» **Tekstfragment**:
········
Welke HF-medicatie is superieur in HFmrEF?
The impact of heart failure therapy in patients with mildly reduced ejection fraction: a network meta-analysis
Literatuur - Leite M, Sampaio F, Saraiva FA, et al. - ESC Heart Fail. 2023 Mar 10 [Online ahead of print]. doi: 10.1002/ehf2.14284Introductie en methoden
Achtergrond
Volgens de ESC Guidelines for the diagnosis and treatment of acute and chronic HF uit 2021 kan farmacologische behandeling die wordt aanbevolen voor HFrEF-patiënten, ook worden overwogen voor patiënten met HFmrEF [1]. In feite beveelt de AHA/ACC/HFSA Guideline for the Management of HF uit 2022 behandeling met een SGLT2-remmer aan voor HFmrEF [2]. Aangezien echter geen RCT’s zijn uitgevoerd bij uitsluitend HFmrEF-patiënten, wordt de behandeling van deze patiëntengroep als een grijs gebied beschouwd [3].
Doel van de studie
De auteurs voerden een netwerkmeta-analyse uit om de effecten van verschillende farmacologische HF-behandelingen op cardiovasculaire uitkomsten bij HFmrEF-patiënten te vergelijken.
Methoden
Voor deze random-effects-netwerkmeta-analyse met zowel directe als indirecte vergelijkingen werd een literatuuronderzoek uitgevoerd naar studies waarin de werkzaamheid van MRA, ARNI, RAAS-remmer (ARB/ACE -remmer), SGLT2-remmer en bètablokker (BB) werd geëvalueerd bij patiënten met chronisch HF en een LVEF van 40-49%. In totaal werden 4 subgroepanalyses van 6 RCT’s, 1 analyse van individuele patiëntengegevens van 11 RCT’s naar BB-behandeling en 1 gepoolde meta-analyse op patiëntniveau van 2 RCT’s geïncludeerd (n=7966).
········
» **Gegevens ter beoordeling**:
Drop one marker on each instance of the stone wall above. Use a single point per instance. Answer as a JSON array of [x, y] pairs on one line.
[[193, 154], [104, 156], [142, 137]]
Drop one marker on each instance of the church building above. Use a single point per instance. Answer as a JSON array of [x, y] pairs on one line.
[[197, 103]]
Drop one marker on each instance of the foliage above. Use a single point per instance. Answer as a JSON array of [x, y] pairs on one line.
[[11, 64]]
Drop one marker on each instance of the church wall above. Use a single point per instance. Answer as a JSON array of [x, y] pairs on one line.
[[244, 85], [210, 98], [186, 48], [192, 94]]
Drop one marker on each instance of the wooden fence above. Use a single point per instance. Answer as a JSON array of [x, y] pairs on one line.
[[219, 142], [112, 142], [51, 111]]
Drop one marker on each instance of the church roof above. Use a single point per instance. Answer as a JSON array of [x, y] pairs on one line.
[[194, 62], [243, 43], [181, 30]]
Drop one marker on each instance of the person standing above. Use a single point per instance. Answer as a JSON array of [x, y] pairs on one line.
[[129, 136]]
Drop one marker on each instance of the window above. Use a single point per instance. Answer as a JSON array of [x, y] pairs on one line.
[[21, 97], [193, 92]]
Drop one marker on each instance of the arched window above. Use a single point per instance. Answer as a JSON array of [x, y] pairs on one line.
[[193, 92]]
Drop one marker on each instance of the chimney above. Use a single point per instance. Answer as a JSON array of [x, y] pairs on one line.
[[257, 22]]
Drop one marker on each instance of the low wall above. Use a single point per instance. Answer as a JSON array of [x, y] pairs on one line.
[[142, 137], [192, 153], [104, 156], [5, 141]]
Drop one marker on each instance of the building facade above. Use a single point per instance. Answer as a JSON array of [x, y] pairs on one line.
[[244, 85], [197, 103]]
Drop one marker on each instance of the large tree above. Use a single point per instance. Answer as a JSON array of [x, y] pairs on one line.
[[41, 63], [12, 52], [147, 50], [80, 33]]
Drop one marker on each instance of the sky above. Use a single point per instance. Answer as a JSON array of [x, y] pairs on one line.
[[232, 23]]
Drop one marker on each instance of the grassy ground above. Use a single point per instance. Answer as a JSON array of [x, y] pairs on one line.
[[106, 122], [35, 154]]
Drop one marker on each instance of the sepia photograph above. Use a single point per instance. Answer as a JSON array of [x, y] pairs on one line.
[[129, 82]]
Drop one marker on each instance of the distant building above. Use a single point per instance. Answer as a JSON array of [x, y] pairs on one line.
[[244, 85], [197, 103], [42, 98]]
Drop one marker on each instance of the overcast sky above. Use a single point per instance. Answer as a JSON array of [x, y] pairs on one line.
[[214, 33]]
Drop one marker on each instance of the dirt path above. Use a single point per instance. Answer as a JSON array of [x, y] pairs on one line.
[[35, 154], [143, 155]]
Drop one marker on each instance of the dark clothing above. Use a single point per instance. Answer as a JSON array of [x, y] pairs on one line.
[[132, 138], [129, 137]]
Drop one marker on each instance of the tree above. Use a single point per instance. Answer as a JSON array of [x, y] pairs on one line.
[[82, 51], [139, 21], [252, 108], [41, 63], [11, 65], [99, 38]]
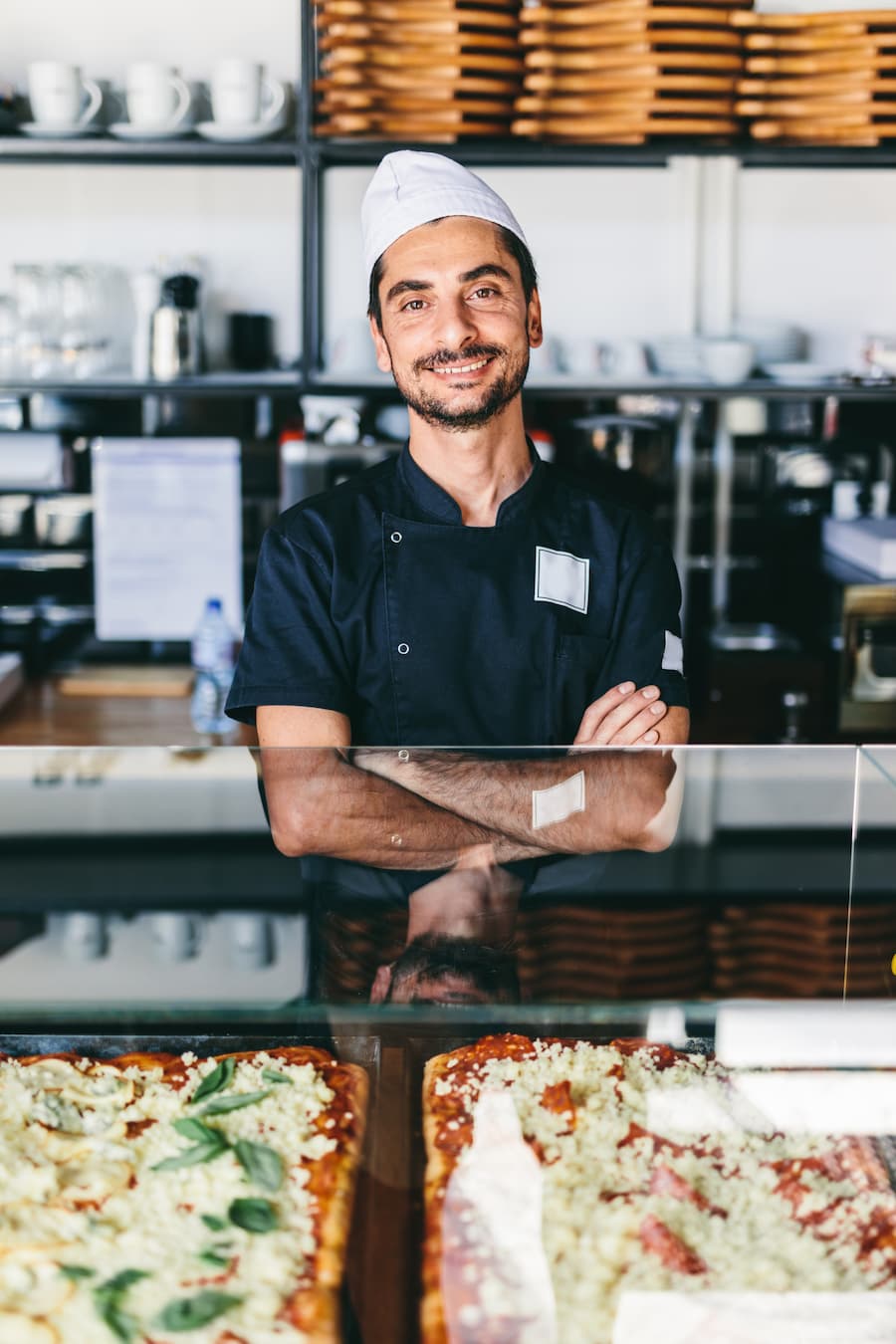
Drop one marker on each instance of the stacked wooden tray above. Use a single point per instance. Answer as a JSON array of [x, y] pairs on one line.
[[626, 70], [819, 78], [427, 70]]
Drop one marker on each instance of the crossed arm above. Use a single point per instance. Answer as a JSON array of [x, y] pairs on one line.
[[425, 812]]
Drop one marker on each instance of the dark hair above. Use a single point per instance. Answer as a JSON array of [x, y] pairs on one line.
[[492, 971], [516, 248]]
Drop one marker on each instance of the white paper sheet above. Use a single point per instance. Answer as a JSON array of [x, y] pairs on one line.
[[784, 1035], [496, 1281], [755, 1319], [166, 535]]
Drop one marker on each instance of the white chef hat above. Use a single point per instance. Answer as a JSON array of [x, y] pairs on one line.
[[411, 188]]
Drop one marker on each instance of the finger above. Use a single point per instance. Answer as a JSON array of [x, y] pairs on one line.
[[644, 722], [595, 713], [617, 719]]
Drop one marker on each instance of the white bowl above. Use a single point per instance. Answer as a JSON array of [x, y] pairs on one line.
[[727, 360]]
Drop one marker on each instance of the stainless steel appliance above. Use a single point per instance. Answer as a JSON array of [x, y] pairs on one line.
[[308, 467], [176, 340], [868, 661]]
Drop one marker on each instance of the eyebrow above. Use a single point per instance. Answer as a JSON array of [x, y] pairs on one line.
[[412, 287]]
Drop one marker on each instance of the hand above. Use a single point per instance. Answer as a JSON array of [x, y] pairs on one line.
[[622, 717]]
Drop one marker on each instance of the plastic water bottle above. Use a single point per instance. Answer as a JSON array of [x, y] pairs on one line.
[[212, 659]]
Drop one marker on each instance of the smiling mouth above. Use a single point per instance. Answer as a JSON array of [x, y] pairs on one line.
[[461, 368]]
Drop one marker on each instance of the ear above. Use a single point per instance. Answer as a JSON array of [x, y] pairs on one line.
[[383, 357], [381, 984], [534, 320]]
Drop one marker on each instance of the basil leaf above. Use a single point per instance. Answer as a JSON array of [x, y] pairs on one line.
[[192, 1156], [121, 1324], [214, 1256], [215, 1081], [119, 1282], [254, 1216], [270, 1075], [261, 1163], [107, 1298], [188, 1313], [195, 1129], [223, 1105]]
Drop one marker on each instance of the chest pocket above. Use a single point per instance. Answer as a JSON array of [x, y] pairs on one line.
[[579, 675]]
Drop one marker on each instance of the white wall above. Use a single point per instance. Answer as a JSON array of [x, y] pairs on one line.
[[818, 249], [815, 248]]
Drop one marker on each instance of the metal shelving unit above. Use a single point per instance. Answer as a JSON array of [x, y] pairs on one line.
[[312, 157]]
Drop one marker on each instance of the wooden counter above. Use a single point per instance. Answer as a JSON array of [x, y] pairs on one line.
[[39, 715]]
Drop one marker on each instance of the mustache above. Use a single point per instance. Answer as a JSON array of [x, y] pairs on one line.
[[452, 357]]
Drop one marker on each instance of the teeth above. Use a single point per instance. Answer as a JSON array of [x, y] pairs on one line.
[[464, 368]]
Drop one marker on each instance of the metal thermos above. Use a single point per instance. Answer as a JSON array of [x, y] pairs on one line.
[[175, 340]]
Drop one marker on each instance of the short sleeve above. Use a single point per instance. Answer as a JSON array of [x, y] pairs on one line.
[[292, 652], [646, 630]]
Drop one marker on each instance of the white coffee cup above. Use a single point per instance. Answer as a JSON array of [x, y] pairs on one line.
[[727, 359], [157, 99], [60, 95], [243, 96]]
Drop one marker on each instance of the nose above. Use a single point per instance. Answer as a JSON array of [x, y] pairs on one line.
[[454, 325]]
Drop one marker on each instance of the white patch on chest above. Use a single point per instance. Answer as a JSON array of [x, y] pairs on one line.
[[561, 578], [558, 802], [673, 653]]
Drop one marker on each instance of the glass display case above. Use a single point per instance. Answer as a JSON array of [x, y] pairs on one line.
[[708, 937]]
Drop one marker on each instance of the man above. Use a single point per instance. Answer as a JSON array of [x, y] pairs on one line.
[[465, 594], [460, 940]]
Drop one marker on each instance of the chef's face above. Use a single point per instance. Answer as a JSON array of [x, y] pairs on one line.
[[456, 330]]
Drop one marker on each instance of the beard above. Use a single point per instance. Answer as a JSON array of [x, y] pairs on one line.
[[430, 407]]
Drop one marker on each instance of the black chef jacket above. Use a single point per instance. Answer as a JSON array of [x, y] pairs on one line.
[[373, 599]]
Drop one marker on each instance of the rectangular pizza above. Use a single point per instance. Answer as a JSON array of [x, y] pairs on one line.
[[154, 1198], [630, 1202]]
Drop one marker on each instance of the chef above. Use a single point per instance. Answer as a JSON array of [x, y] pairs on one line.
[[465, 593]]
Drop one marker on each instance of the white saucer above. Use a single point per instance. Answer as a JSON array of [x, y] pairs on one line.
[[42, 130], [237, 133], [126, 130]]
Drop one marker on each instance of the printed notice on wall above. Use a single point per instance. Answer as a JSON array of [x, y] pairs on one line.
[[166, 535], [755, 1317]]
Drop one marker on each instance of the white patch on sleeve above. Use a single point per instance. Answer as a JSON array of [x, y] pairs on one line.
[[558, 802], [673, 653], [561, 578]]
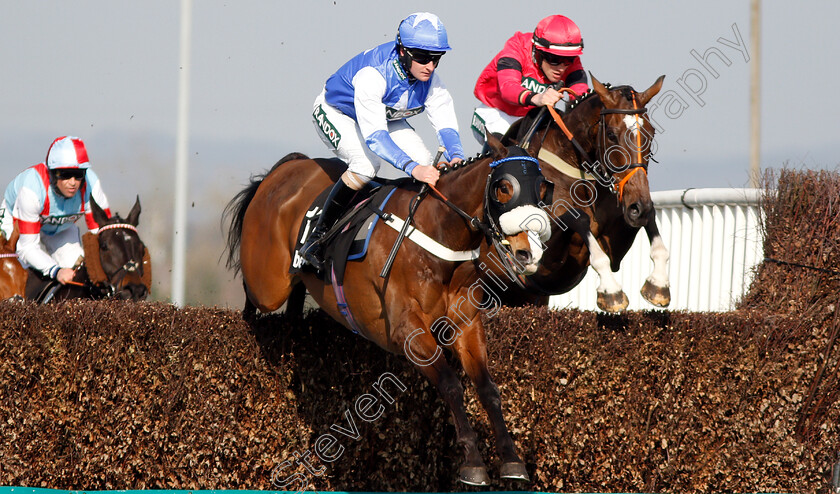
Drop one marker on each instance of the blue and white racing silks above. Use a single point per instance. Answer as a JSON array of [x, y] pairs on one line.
[[372, 88], [39, 209]]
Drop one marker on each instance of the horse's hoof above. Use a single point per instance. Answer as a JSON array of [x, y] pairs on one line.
[[514, 470], [659, 296], [613, 302], [474, 476]]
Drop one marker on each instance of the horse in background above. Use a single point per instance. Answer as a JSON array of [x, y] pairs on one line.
[[426, 302], [12, 273], [601, 196], [116, 264]]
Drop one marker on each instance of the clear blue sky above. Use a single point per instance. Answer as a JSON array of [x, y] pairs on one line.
[[108, 72]]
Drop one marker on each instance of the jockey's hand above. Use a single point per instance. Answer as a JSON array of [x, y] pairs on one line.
[[64, 275], [548, 98], [428, 174]]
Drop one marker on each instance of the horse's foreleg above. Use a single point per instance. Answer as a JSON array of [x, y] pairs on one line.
[[611, 296], [422, 350], [656, 289]]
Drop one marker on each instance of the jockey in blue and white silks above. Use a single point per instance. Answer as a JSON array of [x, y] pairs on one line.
[[361, 115], [45, 201]]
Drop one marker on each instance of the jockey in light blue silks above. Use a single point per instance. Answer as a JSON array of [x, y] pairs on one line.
[[45, 200], [361, 115]]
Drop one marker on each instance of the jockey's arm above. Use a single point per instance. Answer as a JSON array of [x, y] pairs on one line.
[[509, 76], [577, 80], [370, 115]]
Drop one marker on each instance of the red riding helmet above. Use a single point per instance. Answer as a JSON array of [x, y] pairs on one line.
[[557, 34]]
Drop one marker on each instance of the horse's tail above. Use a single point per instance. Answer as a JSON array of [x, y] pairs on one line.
[[236, 208]]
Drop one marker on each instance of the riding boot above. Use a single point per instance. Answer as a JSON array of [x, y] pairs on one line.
[[337, 202]]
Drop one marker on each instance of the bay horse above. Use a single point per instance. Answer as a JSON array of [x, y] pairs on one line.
[[425, 302], [116, 264], [601, 196], [12, 273]]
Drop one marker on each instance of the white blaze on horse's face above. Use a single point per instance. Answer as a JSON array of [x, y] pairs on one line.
[[535, 222]]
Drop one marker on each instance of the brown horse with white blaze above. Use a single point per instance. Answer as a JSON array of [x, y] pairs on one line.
[[426, 302]]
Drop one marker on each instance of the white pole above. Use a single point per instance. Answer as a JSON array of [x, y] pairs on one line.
[[755, 93], [179, 234]]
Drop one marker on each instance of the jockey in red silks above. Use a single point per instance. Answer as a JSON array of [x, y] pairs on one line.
[[46, 200], [519, 77], [361, 116]]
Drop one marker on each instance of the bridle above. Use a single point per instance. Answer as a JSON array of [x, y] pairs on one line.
[[637, 163]]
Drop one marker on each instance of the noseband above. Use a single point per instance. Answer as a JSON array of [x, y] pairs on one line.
[[637, 163], [595, 167]]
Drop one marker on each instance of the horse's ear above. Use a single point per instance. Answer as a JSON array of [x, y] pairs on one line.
[[602, 91], [651, 91], [134, 214], [496, 147], [99, 215]]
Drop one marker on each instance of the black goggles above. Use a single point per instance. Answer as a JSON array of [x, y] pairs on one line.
[[68, 173], [424, 56], [552, 59]]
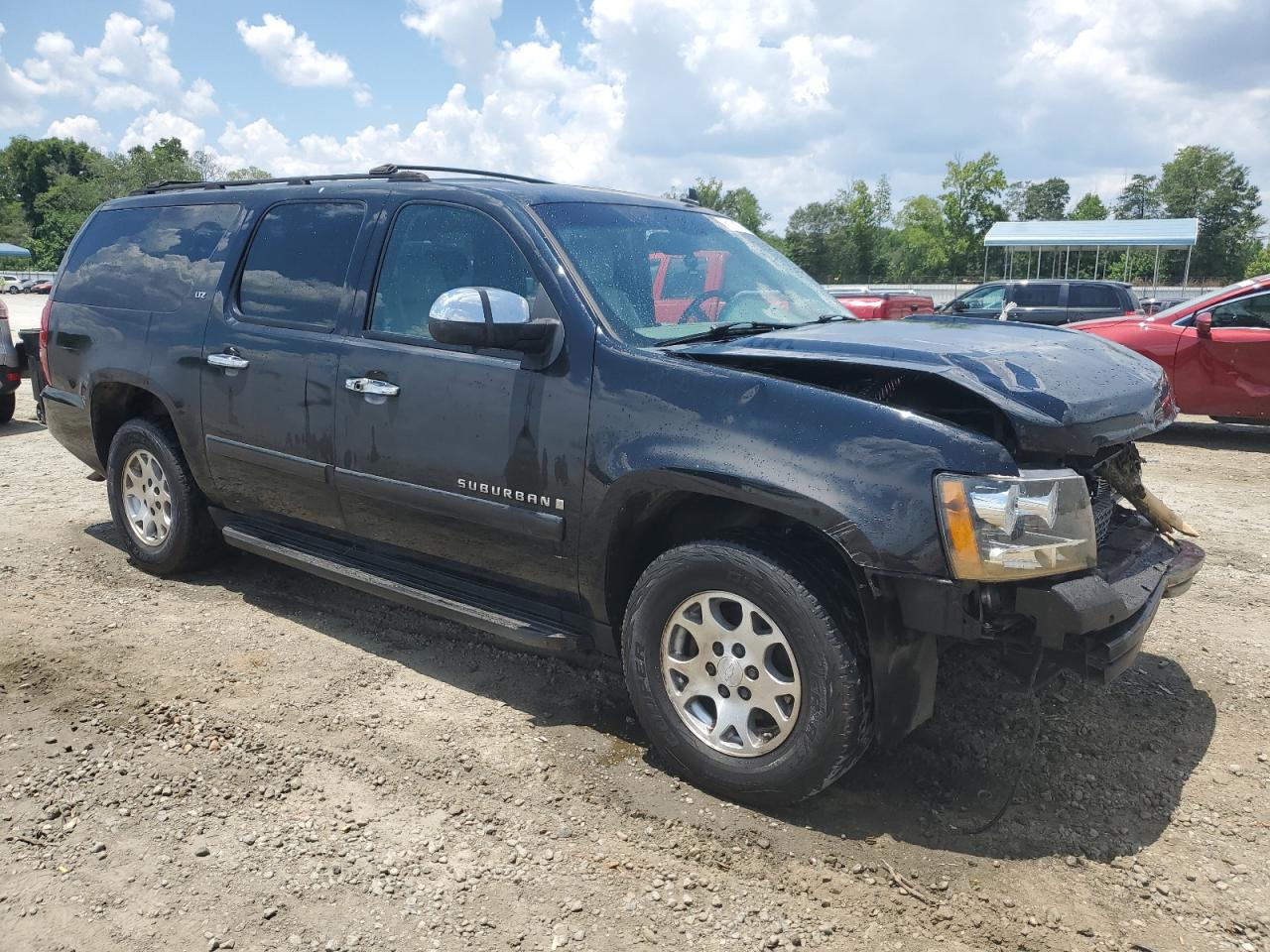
········
» **Opdrachten**:
1. Vat de tekst over HF-medicatie bij HFmrEF samen in twee zinnen.
2. Zet de alinea uit de tekst over HF-medicatie bij HFmrEF die begint met "Voor deze random-effects-netwerkmeta-analyse" om in een lijst en behoud de belangrijkste feiten.
3. Geef een vervolg op de tekst over HF-medicatie bij HFmrEF, aansluitend op de laatste zin.

» **Antwoorden bij opdrachten**:
1. Volgens de ESC-richtlijn uit 2021 kan medicatie voor HFrEF ook bij HFmrEF worden overwogen en de AHA/ACC/HFSA-richtlijn uit 2022 beveelt een SGLT2-remmer aan, maar omdat er geen RCT's uitsluitend bij HFmrEF-patiënten zijn uitgevoerd, geldt de behandeling van deze groep als een grijs gebied. De auteurs vergeleken in een random-effects-netwerkmeta-analyse (n=7966) de effecten van MRA, ARNI, RAAS-remmers, SGLT2-remmers en bètablokkers op cardiovasculaire uitkomsten bij patiënten met chronisch HF en een LVEF van 40-49%.

2.
- Opzet: random-effects-netwerkmeta-analyse met directe en indirecte vergelijkingen.
- Literatuuronderzoek naar studies over de werkzaamheid van MRA, ARNI, RAAS-remmers (ARB/ACE-remmer), SGLT2-remmers en bètablokkers.
- Populatie: patiënten met chronisch HF en een LVEF van 40-49%.
- Geïncludeerd: 4 subgroepanalyses van 6 RCT's, 1 analyse van individuele patiëntengegevens van 11 RCT's naar BB-behandeling en 1 gepoolde meta-analyse op patiëntniveau van 2 RCT's.
- Totaal aantal patiënten: 7966.

3.
Uitkomstmaten
De primaire uitkomstmaat was een samengestelde uitkomst van cardiovasculaire sterfte of HF-ziekenhuisopname. Andere uitkomstmaten waren de afzonderlijke componenten van de primaire uitkomstmaat (d.w.z.: HF-ziekenhuisopname en cardiovasculaire sterfte).
Belangrijkste resultaten
Cardiovasculaire sterfte of HF-ziekenhuisopname
- Alleen behandeling met een SGLT2-remmer verminderde het risico op de primaire uitkomstmaat vergeleken met placebo (HR: 0,81, 95%BI: 0,67-0,98), terwijl MRA, ARNI, RAAS-remmer en BB niet tot een statistisch significant verschil leidden.
- Geen van de vergelijkingen tussen geneesmiddelen leverde significante resultaten op, hoewel er wel een trend naar superioriteit was voor ARNI, MRA en SGLT2-remmer.
HF-ziekenhuisopname
- Alle geneesmiddelen leken het risico op HF-ziekenhuisopname te verminderen, met significante resultaten ten opzichte van placebo voor ARNI (HR: 0,60; 95%BI: 0,39-0,92), SGLT2-remmer (HR: 0,74; 95%BI: 0,59-0,93) en RAAS-remmer (HR: 0,72; 95%BI: 0,53-0,98).
- ARNI leek een groter risicoverlagend effect te hebben dan de andere geneesmiddelklassen, maar geen van de vergelijkingen tussen geneesmiddelen was significant.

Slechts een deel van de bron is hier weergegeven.